Print out the data that follows exactly, character for character, apart from the pictures.

• Referring expression pointing data:
────────
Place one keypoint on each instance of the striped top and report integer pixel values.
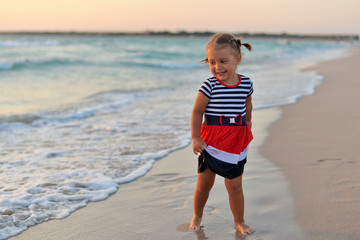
(227, 100)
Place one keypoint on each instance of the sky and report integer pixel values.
(253, 16)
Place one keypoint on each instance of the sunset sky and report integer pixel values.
(276, 16)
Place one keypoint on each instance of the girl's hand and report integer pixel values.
(198, 145)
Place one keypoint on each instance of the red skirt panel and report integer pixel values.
(231, 139)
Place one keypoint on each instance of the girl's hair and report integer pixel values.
(222, 40)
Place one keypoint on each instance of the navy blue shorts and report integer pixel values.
(221, 168)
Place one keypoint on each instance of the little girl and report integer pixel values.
(222, 140)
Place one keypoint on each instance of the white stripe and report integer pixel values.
(225, 156)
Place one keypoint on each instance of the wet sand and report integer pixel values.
(316, 144)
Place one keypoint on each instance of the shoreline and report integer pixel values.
(314, 143)
(139, 209)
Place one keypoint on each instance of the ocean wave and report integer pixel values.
(93, 105)
(163, 64)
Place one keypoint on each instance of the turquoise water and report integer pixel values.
(80, 115)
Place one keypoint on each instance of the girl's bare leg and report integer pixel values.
(204, 184)
(237, 203)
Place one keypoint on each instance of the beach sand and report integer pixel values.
────────
• Problem solution:
Place one keypoint on each instance of the striped top and report integer pixel values.
(227, 100)
Place one keypoint on each instance of the sky and report integer pixel values.
(253, 16)
Place one keypoint on each instance of the sunset sky and report integer pixel values.
(276, 16)
Place one keypoint on each instance of the girl's hand and report integer pixel values.
(198, 145)
Place one keypoint on each instance of the red skirt panel and report integer pixel values.
(231, 139)
Place one keypoint on each instance of the girl's hair and report integer pixel values.
(222, 40)
Place one keypoint on each instance of the navy blue shorts and report integer pixel values.
(221, 168)
Place one keypoint on each instance of the little girl and report integer pixel values.
(222, 140)
Place one keypoint on each instance of the white stripe and report integer pixel values.
(225, 156)
Place one keypoint on each instance of the wet sand and report integer pixel values.
(316, 144)
Place one keypoint on each instance of the shoreline and report integer pixel values.
(314, 143)
(139, 209)
Place one keypoint on each instance of the ocean wave and report integer pixel values.
(93, 105)
(163, 64)
Place one keypoint on each instance of the turquoise water and report integer pixel values.
(80, 115)
Place one keypoint on each instance of the girl's bare leg and report integer pixel values.
(204, 184)
(237, 203)
Place one keypoint on each instance of the beach sand and report integer pixel values.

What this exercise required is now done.